# Article
■ ■ ■ ■ ■ ■ ■
One more thing- You may want to verify your monitor is in the NORMAL non stretch modes too. Mine is default to this in DVI input but in Component and others I can add monitor stretch that counters of exxagerates the 921 settings.


----------



## Jerry G (Jul 12, 2003)

Don, see my response in the 1.45 thread.


----------



## DonLandis (Dec 17, 2003)

Got it Jerry, posted what I did to recreate it in the 145 thread.


----------



## DonLandis (Dec 17, 2003)

Got it Jerry, posted what I did to recreate it in the 145 thread. 

I also found that toggling through the various zoom, stretch, and gray bars too fast caused my 921 to reboot! Not at first, but it first built channel 200 to a small image in the upper left corner for a few seconds. Then I tried to change channels up one and the 921 rebooted. This was my first reboot in 14 hours of playing! 

I suppose this officially welcomes me to the 921 club!


----------



## Jerry G (Jul 12, 2003)

DonLandis said:


> Got it Jerry, posted what I did to recreate it in the 145 thread.
> 
> I also found that toggling through the various zoom, stretch, and gray bars too fast caused my 921 to reboot! Not at first, but it first built channel 200 to a small image in the upper left corner for a few seconds. Then I tried to change channels up one and the 921 rebooted. This was my first reboot in 14 hours of playing!
> 
> I suppose this officially welcomes me to the 921 club!


Yup. Welcome to the club. I've had the reboot you just described. But it wasn't related to changing aspect modes. I was just going through the guide, and when I exited the picture was a small one occupying about 1/3 of the left side of the screen. When I changed channels, the reboot occurred. So I think there are a number of situations where the small image gets to the screen somehow. I reboot will follow as soon as you change channels. I saw a similar problem with the original 1.42 software.


----------



## Slordak (Dec 17, 2003)

DonLandis, there are a number of aspect ratio and display problems, so its difficult to believe that you are unable to reproduce any of them.
■ ■ ■ ■ ■ ■ ■
# Data extract
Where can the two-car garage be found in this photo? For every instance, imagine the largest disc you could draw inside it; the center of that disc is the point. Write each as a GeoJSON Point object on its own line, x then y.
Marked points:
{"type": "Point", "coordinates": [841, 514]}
■ ■ ■ ■ ■ ■ ■
# Complete the following
1) Copy the passage of the 921 forum thread word for word, starting with "One more thing- You" and going on through "the 1.45 thread.".
2) Write the next part of the 921 forum thread, beginning right after its final sentence.

# Responses per task
1)
One more thing- You may want to verify your monitor is in the NORMAL non stretch modes too. Mine is default to this in DVI input but in Component and others I can add monitor stretch that counters of exxagerates the 921 settings.


----------



## Jerry G (Jul 12, 2003)

Don, see my response in the 1.45 thread.

2)
I always use my receiver in "NORMAL" (OAR) mode over DVI, at 1080i, with a 16x9 HDTV. On HD channels, this fills the screen, and on SD channels, this leaves black bars on the side. This works fine. However, the other modes seem to have problems, even though the TV type is correctly set to 16x9 in the setup menus.

In "STRETCH" mode, the receiver does some bizarre super-stretch that in some cases doesn't even make sense (why does stretch apply at all to a full-screen 16x9 HD image on a 16x9 HDTV?). In "ZOOM" mode, the receiver doesn't zoom properly. If one is watching an SD channel with 16x9 letterboxed content within the 4x3 window, zoom should make the image full screen; this is what it does when enabling the "ZOOM" on the television for this scenario (although of course this is disabled on the TV for a 1080i image). On the receiver, though, "ZOOM" doesn't do this; not sure what it's trying to do, but it's not zooming.

Lastly, it makes me nervous that Dish didn't even center the logo which appears when the receiver is booting up (the "Dish Network HD" logo). It's very obviously shifted to the left of center... It looks bad.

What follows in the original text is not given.